(What you will do): Could you write out all the rows again, replacing "one marker per instance" with "one point per instance" throughout, changing nothing else, and leaving the pictures out?

[Location labeling rows]
———

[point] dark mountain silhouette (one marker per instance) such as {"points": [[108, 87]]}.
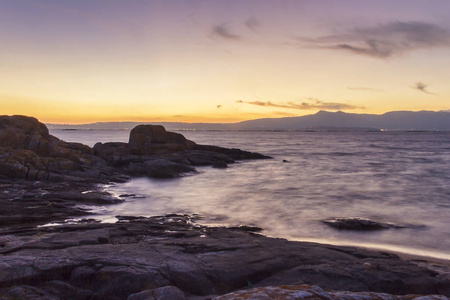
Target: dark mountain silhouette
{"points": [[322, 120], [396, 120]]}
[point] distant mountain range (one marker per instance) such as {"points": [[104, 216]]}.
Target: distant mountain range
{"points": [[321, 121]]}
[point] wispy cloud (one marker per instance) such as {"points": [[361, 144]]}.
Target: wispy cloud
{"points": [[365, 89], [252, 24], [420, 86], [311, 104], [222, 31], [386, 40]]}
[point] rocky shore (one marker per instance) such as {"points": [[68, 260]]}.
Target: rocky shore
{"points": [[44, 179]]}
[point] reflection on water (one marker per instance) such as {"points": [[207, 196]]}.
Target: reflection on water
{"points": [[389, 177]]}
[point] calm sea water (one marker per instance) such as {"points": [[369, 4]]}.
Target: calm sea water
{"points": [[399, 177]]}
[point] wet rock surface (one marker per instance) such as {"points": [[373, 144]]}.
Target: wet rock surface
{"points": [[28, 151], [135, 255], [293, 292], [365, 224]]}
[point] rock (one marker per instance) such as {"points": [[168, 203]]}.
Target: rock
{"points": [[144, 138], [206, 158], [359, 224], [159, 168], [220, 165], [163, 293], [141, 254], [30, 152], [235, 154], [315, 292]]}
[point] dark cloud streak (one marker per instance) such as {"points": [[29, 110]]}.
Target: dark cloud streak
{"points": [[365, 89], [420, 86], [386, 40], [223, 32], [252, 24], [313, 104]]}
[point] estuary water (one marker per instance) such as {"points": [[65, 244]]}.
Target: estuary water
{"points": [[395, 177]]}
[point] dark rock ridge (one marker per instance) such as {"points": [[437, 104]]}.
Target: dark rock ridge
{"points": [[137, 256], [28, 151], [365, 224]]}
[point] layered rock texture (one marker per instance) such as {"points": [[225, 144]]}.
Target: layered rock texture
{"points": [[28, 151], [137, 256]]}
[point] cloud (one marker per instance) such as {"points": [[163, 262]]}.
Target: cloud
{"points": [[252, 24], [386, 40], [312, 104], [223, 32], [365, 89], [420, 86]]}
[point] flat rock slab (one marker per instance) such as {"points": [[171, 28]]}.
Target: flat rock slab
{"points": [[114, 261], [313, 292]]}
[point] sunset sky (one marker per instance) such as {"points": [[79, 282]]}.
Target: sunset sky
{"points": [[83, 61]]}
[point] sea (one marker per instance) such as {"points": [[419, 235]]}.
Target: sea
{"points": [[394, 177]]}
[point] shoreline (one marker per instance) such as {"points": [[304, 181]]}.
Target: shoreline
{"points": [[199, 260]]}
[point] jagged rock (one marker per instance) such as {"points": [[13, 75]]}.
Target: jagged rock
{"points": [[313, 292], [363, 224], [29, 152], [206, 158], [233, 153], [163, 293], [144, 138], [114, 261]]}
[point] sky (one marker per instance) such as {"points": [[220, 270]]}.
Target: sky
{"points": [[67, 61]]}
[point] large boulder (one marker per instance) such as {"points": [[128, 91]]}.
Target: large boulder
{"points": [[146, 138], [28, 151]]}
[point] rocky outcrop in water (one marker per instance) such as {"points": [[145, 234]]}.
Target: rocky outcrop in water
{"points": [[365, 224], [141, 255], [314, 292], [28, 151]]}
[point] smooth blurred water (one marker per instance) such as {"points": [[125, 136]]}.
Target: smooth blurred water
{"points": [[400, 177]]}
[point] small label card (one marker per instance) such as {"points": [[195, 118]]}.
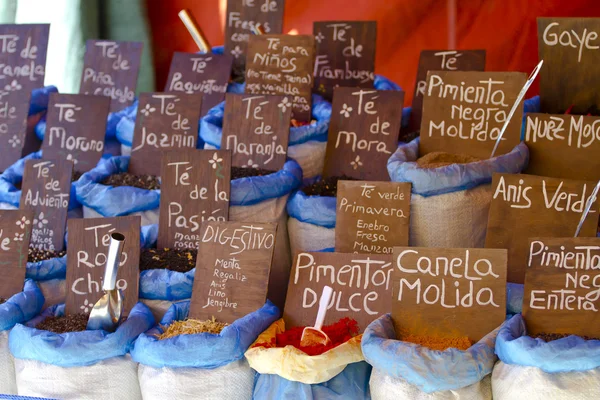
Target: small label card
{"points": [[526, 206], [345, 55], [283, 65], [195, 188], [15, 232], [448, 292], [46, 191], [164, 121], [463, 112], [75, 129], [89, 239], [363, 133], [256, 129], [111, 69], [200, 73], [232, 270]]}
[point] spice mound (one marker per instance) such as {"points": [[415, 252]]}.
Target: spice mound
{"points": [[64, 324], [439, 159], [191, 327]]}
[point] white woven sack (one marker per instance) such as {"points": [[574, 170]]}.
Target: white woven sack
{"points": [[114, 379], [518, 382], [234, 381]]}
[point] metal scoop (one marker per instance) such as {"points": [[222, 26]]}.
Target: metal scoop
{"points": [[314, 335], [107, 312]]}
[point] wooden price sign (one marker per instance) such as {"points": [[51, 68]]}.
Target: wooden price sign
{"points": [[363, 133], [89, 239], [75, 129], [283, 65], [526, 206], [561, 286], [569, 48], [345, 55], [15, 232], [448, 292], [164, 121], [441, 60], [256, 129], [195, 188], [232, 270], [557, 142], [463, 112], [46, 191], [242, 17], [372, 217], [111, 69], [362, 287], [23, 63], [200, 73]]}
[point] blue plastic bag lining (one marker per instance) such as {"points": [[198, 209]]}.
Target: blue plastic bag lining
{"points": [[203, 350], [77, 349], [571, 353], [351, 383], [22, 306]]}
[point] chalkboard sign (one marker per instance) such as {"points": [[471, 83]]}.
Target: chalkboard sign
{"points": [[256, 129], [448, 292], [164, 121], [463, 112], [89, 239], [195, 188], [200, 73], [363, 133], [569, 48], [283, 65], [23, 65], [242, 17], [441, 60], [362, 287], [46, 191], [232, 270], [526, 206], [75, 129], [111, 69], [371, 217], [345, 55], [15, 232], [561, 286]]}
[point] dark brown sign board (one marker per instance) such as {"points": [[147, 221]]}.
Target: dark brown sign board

———

(Solution to the exercise):
[point] dark mountain silhouette (one point per instance) such as {"points": [[108, 87]]}.
Target: dark mountain silhouette
{"points": [[322, 120], [396, 120]]}
[point] distant mountain range (one point per instance) such as {"points": [[104, 216]]}.
Target: distant mountain range
{"points": [[321, 121]]}
[point] wispy cloud (one point per instance) such as {"points": [[361, 144]]}.
Target: wispy cloud
{"points": [[365, 89], [252, 24], [420, 86], [311, 104], [222, 31], [386, 40]]}
[point] rocky shore (one point per instance) such as {"points": [[68, 260]]}.
Target: rocky shore
{"points": [[44, 179]]}
[point] reflection on water (one point per instance) such as {"points": [[207, 196]]}.
Target: reflection on water
{"points": [[389, 177]]}
[point] calm sea water (one point per instance) such as {"points": [[369, 4]]}.
Target: calm sea water
{"points": [[399, 177]]}
[point] wet rock surface (one point per instance) such as {"points": [[373, 144]]}.
Target: wet rock surface
{"points": [[28, 151], [135, 255], [293, 292], [365, 224]]}
[point] rock (one point per instance) such as {"points": [[168, 203]]}.
Target: rock
{"points": [[144, 138], [206, 158], [359, 224], [159, 168], [220, 165], [163, 293], [141, 254], [30, 152], [235, 154], [315, 292]]}
[point] dark cloud streak (one point per instance) such as {"points": [[29, 110]]}.
Target: dark cloud streak
{"points": [[365, 89], [420, 86], [386, 40], [223, 32], [252, 24], [313, 104]]}
[point] estuary water (one point per instance) such as {"points": [[65, 244]]}.
Target: estuary water
{"points": [[395, 177]]}
[point] dark rock ridge (one point per instance) such as {"points": [[437, 104]]}.
Target: dark rock ridge
{"points": [[137, 256], [28, 151], [365, 224]]}
[point] layered rock texture (one point per instance) such as {"points": [[225, 144]]}.
Target: layered rock texture
{"points": [[28, 151], [137, 256]]}
[point] cloud (one point per instance) such as {"points": [[163, 262]]}.
Target: cloud
{"points": [[252, 24], [386, 40], [312, 104], [223, 32], [365, 89], [420, 86]]}
[point] flat rock slab (one point per instance) such as {"points": [[171, 28]]}.
Target: flat rock slab
{"points": [[114, 261], [313, 292]]}
[point] sunset sky (one point per instance) such as {"points": [[79, 282]]}.
Target: sunset sky
{"points": [[83, 61]]}
[point] sea (one point per instance) such as {"points": [[419, 235]]}.
Target: sea
{"points": [[394, 177]]}
[point] shoreline (one point per instance) such as {"points": [[304, 181]]}.
Target: shoreline
{"points": [[199, 260]]}
[point] jagged rock (one point per instance) such as {"points": [[13, 75]]}.
Target: jagged rock
{"points": [[313, 292], [363, 224], [29, 152], [206, 158], [233, 153], [163, 293], [144, 138], [114, 261]]}
[point] sky (one point per instance) such as {"points": [[220, 270]]}.
Target: sky
{"points": [[67, 61]]}
[point] large boulder (one point per instance) such as {"points": [[128, 91]]}.
Target: large boulder
{"points": [[146, 138], [28, 151]]}
[point] rocky outcrop in water (one point per instance) such as {"points": [[145, 234]]}.
Target: rocky outcrop in water
{"points": [[365, 224], [141, 255], [314, 292], [28, 151]]}
[point] smooth blurred water (one point per instance) such as {"points": [[125, 136]]}.
Target: smooth blurred water
{"points": [[400, 177]]}
[point] small label card (one point per instance) such as {"points": [[195, 118]]}.
Target: small label card
{"points": [[526, 206], [345, 55], [283, 65], [195, 188], [15, 232], [448, 292], [46, 191], [164, 121], [463, 112], [75, 129], [89, 239], [363, 133], [256, 129], [111, 69], [200, 73], [232, 270]]}
[point] spice mound (one point per instance) such as {"points": [[415, 252]]}.
Target: spice mound
{"points": [[64, 324], [439, 159], [191, 327]]}
[point] white woven sack (one point per instance) such as {"points": [[574, 170]]}.
Target: white woven sack
{"points": [[114, 379], [518, 382], [234, 381]]}
[point] metal scoop (one point per instance) such as {"points": [[222, 26]]}.
Target: metal scoop
{"points": [[314, 335], [107, 312]]}
[point] wooden price sign (one point per instance) such as {"points": [[51, 68]]}.
Target: wooden price sign
{"points": [[363, 133], [89, 239], [75, 129], [283, 65], [526, 206], [561, 286], [569, 48], [345, 55], [15, 232], [448, 292], [164, 121], [441, 60], [256, 129], [195, 188], [232, 270], [557, 142], [463, 112], [46, 191], [242, 17], [372, 217], [111, 69], [362, 287], [23, 63], [200, 73]]}
[point] blue plastic bag lining (one point per instance) such as {"points": [[198, 209]]}.
Target: blue plastic bag lining
{"points": [[203, 350], [77, 349], [571, 353], [351, 383], [22, 306]]}
[point] chalkboard sign (one point per instance) such as {"points": [[471, 83]]}.
Target: chalkboard sign
{"points": [[256, 129], [448, 292], [164, 121], [463, 112], [89, 239], [195, 188], [200, 73], [363, 133], [569, 48], [283, 65], [23, 65], [242, 17], [441, 60], [362, 287], [46, 191], [232, 270], [526, 206], [75, 129], [111, 69], [371, 217], [345, 55], [15, 232], [561, 286]]}
[point] dark brown sign board (one point per instance) such as {"points": [[147, 221]]}.
Target: dark brown sign board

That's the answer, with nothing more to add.